# Verilen metin
* * *

Hayat zorlu bir yol derlerdi büyüklerimiz, anlamazdım ne demek istediklerini çocukken. Öyle ya o vakitler zorlu yol denince soğuk kış günlerinde yürümekte zorlandığım, çoğu kez düşdüğüm buzlu yollardan başkası gelmezdi aklıma. Mecaz nedir bilmezdim; cümlenin ikinci anlamı ne demekti?
Çocukluk ne hoş şeymiş, meğer bu zorlu yolun en kolay yokuşuymuş, bir solukta geçiverirmişiz dertsiz, tasasız. Sahiden dertsiz miydim o yıllar? Yahut dert neydi benim için? Saçlarını taramaktan kel bıraktığım bebeğim miydi? Ah upuzun saçları olsaydı, onları şekilden şekile soksaydım, tokalar taksaydım renk renk... Pelin bebeğim. Benim sarı kel kızım. Ben büyüdüm, gerçekten anne olacak yaşa geldim. Oysa sen hala küçük ve kelsin, kirpiklerin de yok, bakışların çok donuk artık...

* * *

# Alıntılanan kayıtlar
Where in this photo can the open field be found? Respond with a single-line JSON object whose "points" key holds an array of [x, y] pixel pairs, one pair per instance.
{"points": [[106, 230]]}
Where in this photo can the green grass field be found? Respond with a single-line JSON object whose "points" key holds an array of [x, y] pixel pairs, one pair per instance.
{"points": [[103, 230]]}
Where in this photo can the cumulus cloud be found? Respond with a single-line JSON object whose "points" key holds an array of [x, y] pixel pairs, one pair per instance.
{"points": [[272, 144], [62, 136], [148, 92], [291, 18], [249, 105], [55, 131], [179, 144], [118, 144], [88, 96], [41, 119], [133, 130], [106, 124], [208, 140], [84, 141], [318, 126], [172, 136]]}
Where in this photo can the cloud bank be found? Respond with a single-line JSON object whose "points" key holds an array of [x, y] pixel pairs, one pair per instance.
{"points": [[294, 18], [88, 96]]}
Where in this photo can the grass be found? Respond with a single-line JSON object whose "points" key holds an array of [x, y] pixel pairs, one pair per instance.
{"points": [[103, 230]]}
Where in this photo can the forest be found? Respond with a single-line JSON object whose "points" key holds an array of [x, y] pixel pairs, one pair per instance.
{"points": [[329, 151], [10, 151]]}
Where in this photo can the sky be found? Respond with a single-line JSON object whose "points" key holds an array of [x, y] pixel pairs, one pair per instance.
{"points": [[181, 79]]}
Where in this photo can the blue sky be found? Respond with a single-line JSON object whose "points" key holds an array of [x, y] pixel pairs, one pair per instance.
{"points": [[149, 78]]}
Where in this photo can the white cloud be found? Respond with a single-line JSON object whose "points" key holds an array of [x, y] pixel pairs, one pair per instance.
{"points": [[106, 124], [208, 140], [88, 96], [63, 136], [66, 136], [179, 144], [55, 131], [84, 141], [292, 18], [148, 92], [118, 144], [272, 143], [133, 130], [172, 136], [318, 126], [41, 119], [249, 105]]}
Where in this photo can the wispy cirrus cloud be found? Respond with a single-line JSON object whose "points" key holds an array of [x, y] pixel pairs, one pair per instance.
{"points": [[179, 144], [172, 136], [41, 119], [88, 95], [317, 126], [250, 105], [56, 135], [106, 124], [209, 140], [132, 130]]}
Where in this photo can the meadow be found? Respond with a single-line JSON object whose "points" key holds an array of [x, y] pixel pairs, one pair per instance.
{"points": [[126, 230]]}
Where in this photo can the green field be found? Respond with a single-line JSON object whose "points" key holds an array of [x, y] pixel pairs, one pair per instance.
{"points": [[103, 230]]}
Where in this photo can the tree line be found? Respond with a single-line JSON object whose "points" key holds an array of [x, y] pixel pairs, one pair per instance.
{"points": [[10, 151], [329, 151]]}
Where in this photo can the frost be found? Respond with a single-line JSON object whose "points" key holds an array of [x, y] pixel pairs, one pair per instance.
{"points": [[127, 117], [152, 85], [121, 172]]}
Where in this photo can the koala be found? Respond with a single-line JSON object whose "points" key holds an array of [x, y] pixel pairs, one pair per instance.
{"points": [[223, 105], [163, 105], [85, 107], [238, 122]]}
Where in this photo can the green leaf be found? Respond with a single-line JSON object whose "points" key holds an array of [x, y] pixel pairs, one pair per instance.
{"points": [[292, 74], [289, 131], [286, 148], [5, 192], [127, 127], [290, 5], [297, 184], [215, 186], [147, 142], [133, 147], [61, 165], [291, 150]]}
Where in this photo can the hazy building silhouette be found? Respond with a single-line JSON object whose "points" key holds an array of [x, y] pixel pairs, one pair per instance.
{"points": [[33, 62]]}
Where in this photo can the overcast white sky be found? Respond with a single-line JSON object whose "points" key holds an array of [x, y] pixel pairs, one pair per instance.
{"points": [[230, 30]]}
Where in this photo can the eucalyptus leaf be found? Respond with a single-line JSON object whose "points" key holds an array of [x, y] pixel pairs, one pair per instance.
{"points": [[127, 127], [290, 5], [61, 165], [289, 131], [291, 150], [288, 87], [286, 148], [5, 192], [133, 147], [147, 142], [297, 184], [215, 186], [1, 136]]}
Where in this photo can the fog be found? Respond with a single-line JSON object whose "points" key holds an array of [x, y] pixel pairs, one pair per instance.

* * *

# Yapılacak iş
Verilen metinde anlatıcının saçlarını taramaktan kel bıraktığı bebeğin adı nedir?

# Tamamlanan çalışma
Pelin.